■ **DESCRIPTION OF THE TASK**: Give the record lines as a Markdown table with two columns, Row and Line text, starting at the line that contains "Please provide the mask of every instance of the red" and ending at the line that contains "POLYGON ((154 33, 156", both included. Number each row and leave out any blank lines.

■ **LISTED RECORDS**:

########################################

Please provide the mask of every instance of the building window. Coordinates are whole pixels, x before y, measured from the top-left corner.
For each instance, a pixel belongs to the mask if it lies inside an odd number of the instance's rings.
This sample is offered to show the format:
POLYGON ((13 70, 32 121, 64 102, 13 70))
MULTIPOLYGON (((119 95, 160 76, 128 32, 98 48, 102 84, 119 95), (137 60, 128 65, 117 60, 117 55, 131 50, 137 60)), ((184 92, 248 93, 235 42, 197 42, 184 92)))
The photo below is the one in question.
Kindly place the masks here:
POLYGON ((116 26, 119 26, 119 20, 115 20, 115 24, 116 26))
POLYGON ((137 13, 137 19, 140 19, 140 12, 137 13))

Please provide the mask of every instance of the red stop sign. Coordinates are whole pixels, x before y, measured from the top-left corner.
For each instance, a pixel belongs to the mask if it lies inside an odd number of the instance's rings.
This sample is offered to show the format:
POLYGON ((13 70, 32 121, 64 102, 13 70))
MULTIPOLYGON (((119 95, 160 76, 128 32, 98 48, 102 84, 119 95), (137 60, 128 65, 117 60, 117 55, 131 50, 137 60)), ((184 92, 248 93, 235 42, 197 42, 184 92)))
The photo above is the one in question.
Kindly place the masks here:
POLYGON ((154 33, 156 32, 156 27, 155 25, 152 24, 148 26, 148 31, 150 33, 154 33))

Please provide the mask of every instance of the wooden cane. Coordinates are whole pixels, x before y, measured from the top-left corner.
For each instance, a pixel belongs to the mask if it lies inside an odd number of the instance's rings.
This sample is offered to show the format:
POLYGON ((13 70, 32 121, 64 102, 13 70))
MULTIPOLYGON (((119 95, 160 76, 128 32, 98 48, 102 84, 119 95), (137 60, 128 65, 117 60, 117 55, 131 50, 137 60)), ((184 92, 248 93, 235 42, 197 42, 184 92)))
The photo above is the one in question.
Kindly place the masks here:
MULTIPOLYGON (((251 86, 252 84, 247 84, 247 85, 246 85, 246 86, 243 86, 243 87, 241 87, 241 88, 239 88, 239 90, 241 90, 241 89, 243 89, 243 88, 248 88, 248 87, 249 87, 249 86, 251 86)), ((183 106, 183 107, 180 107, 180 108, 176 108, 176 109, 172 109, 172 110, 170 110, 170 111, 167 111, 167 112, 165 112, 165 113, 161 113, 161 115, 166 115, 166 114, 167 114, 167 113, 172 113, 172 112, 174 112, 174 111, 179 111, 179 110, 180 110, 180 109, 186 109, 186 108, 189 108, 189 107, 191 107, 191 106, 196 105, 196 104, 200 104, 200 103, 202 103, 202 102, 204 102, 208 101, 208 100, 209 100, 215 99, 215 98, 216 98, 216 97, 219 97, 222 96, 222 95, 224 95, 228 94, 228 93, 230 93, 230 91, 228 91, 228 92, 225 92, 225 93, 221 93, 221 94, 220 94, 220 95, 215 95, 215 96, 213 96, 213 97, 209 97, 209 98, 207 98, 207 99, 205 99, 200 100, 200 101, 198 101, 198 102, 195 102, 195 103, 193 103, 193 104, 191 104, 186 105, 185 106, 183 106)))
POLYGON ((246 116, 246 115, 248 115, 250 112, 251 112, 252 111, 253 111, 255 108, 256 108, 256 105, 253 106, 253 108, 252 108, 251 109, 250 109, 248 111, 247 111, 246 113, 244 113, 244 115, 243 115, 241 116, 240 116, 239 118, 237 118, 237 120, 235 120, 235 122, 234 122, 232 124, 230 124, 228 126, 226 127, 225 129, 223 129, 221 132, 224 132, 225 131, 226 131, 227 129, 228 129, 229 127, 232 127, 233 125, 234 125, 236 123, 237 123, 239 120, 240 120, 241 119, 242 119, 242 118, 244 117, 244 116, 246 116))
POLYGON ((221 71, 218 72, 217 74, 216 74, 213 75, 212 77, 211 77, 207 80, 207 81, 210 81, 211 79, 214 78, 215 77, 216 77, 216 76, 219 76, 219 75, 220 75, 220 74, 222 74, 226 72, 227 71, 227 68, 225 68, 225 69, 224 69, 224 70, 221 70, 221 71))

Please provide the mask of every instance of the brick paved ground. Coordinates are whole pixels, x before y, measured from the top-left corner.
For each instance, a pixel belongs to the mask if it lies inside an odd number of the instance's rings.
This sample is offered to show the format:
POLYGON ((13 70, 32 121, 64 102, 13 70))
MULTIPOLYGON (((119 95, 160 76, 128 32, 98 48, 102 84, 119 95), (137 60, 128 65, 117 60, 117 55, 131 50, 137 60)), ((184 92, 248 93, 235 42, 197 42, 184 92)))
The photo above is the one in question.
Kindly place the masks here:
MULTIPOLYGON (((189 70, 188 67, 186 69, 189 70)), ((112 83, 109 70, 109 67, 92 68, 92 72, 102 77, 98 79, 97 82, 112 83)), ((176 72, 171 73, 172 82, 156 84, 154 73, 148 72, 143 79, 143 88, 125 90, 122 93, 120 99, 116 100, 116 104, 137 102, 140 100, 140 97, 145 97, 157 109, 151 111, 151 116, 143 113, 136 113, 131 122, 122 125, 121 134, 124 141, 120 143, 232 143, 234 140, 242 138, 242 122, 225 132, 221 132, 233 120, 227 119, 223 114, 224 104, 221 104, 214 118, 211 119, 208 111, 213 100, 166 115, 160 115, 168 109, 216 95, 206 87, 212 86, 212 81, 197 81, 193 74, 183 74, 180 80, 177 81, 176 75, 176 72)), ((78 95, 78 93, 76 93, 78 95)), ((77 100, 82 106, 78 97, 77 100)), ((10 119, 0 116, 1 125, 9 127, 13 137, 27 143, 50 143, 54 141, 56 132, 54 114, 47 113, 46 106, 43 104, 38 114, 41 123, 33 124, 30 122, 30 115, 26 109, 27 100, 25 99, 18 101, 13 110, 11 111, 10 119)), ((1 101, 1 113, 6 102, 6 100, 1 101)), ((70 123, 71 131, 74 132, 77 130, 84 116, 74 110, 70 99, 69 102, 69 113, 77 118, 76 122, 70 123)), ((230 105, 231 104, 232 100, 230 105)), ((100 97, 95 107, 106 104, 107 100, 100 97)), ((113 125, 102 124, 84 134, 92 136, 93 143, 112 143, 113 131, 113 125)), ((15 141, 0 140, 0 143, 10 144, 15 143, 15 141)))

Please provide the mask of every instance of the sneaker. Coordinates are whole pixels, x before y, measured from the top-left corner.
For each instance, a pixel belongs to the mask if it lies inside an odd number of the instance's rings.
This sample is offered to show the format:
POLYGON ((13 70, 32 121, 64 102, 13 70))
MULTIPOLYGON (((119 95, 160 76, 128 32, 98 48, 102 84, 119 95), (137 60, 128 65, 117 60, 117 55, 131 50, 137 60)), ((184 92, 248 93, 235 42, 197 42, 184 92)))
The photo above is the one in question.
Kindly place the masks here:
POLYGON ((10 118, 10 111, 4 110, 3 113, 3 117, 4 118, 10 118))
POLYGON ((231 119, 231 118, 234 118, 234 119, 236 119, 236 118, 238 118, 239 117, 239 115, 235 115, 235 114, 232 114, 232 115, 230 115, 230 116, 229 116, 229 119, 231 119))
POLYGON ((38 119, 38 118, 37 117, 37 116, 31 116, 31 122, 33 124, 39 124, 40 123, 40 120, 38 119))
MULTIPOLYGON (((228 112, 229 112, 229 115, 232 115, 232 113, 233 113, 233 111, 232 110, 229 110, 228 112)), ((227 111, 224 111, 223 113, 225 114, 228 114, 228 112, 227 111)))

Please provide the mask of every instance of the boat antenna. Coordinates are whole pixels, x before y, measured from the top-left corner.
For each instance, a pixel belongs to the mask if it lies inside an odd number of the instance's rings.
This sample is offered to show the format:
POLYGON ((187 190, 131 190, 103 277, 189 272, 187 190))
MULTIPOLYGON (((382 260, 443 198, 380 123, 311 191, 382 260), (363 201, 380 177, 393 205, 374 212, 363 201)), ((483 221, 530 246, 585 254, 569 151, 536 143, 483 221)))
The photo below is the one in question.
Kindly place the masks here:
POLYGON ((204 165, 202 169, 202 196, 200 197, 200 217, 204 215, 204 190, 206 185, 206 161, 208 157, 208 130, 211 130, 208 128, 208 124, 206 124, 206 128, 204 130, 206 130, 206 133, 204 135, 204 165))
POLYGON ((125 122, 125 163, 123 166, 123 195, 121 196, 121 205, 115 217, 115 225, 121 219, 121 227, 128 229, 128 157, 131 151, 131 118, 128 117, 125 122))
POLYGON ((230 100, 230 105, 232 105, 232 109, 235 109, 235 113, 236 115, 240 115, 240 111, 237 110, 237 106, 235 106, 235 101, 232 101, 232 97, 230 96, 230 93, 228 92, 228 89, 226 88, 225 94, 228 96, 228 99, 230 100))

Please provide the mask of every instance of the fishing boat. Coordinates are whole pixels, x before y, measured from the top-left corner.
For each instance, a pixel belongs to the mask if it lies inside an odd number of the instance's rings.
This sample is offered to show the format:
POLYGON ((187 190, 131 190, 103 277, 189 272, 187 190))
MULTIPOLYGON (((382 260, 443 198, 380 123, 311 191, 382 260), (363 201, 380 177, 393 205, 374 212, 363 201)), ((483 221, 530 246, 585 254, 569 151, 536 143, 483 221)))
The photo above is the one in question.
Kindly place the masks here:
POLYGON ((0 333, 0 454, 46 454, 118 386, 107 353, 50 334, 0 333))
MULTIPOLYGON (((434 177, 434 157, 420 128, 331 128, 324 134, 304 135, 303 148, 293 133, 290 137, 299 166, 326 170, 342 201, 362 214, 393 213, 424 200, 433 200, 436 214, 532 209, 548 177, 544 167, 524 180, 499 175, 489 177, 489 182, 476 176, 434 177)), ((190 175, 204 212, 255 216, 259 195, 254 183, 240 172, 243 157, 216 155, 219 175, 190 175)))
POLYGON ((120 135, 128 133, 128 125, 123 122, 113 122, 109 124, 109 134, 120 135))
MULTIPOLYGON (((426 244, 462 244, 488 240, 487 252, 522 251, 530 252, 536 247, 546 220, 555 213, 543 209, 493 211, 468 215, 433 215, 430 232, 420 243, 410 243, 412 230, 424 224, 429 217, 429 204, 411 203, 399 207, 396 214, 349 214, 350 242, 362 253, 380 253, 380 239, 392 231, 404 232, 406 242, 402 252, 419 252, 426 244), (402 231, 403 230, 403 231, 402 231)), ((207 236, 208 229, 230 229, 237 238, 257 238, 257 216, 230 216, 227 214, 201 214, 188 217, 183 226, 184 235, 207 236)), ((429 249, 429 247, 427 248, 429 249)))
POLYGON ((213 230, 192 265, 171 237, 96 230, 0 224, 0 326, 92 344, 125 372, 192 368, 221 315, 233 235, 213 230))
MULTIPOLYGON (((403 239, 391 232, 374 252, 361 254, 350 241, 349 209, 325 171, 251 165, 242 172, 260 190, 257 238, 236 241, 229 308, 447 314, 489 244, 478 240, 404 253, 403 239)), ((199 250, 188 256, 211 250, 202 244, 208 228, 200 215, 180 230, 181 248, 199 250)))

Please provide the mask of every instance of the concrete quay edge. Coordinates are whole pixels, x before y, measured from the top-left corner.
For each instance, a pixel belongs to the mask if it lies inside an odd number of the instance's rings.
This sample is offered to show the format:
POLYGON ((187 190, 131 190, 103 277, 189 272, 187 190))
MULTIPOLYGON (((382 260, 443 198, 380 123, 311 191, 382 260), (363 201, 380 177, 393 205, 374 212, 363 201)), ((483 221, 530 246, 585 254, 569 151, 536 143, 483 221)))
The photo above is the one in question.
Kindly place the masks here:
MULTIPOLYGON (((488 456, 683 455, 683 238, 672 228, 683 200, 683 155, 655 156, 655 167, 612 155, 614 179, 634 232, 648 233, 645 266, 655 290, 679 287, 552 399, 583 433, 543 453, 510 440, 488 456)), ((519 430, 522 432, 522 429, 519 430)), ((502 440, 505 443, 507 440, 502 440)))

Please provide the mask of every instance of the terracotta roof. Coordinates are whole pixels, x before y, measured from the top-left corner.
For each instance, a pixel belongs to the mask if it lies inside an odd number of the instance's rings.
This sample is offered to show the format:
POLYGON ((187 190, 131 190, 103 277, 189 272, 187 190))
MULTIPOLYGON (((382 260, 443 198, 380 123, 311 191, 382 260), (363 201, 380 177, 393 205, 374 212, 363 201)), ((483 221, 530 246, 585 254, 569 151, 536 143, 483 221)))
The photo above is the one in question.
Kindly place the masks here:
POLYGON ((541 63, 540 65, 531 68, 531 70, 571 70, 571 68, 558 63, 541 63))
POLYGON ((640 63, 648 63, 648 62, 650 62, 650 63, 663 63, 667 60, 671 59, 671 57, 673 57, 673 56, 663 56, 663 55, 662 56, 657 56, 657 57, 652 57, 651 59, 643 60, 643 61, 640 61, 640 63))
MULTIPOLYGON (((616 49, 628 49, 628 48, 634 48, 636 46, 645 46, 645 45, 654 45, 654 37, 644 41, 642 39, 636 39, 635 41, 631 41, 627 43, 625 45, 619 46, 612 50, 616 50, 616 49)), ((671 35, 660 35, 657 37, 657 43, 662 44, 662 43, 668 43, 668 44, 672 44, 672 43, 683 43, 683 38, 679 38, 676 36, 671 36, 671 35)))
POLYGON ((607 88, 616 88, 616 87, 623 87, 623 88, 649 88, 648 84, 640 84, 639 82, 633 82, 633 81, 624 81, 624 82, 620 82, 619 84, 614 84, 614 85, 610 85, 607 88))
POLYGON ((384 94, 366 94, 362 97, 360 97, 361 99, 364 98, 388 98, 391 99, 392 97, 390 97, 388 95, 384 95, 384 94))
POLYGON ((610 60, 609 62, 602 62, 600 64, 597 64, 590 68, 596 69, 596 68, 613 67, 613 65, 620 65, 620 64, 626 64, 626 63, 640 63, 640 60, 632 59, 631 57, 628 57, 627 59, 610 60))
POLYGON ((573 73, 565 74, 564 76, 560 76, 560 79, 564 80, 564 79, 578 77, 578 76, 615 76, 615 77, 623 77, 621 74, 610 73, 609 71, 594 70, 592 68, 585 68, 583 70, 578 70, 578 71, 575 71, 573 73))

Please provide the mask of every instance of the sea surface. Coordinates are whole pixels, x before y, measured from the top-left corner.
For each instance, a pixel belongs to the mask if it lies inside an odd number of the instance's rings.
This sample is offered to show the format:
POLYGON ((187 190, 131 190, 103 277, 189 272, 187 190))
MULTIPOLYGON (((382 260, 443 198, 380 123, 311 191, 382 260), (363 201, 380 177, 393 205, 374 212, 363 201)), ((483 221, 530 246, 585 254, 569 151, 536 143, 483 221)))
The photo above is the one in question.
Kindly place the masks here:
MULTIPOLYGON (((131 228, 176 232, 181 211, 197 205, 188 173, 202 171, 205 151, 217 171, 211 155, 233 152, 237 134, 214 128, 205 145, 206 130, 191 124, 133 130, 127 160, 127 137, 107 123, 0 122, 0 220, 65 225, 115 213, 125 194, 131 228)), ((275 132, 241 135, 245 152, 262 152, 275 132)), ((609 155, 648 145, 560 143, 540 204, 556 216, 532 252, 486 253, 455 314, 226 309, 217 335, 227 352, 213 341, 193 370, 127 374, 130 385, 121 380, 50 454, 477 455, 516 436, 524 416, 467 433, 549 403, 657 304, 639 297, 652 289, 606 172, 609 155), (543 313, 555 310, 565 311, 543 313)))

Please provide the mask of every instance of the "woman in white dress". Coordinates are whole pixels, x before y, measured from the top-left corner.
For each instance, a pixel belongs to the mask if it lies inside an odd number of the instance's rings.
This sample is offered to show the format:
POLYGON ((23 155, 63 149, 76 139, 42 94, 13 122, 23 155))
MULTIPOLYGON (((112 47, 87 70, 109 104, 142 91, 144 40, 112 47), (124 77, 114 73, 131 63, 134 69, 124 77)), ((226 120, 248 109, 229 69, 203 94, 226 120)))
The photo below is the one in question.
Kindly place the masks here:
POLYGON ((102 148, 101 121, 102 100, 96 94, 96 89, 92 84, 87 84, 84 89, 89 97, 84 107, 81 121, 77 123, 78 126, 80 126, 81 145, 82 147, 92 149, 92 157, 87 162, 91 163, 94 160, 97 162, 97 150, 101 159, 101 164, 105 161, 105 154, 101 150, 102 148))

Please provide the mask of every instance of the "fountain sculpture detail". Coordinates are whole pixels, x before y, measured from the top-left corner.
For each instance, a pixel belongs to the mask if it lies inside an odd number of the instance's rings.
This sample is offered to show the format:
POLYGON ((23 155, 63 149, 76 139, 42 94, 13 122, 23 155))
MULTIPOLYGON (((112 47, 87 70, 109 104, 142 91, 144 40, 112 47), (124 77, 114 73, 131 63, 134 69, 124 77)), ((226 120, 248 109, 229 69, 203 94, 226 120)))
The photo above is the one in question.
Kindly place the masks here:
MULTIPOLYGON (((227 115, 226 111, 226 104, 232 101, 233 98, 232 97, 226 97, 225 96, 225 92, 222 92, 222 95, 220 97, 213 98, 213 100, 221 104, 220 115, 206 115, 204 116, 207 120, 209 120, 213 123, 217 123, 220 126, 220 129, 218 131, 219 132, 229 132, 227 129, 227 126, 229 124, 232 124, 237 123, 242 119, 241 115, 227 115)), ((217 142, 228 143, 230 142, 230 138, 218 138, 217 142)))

########################################

■ **RESULT**:
| Row | Line text |
|---|---|
| 1 | Please provide the mask of every instance of the red stop sign. Coordinates are whole pixels, x before y, measured from the top-left corner. |
| 2 | For each instance, a pixel belongs to the mask if it lies inside an odd number of the instance's rings. |
| 3 | This sample is offered to show the format: |
| 4 | POLYGON ((13 70, 32 121, 64 102, 13 70)) |
| 5 | MULTIPOLYGON (((119 95, 160 76, 128 32, 98 48, 102 84, 119 95), (137 60, 128 65, 117 60, 117 55, 131 50, 137 60)), ((184 92, 248 93, 235 42, 197 42, 184 92))) |
| 6 | The photo above is the one in question. |
| 7 | Kindly place the masks here: |
| 8 | POLYGON ((154 33, 156 32, 156 27, 155 25, 152 24, 148 26, 148 31, 150 33, 154 33)) |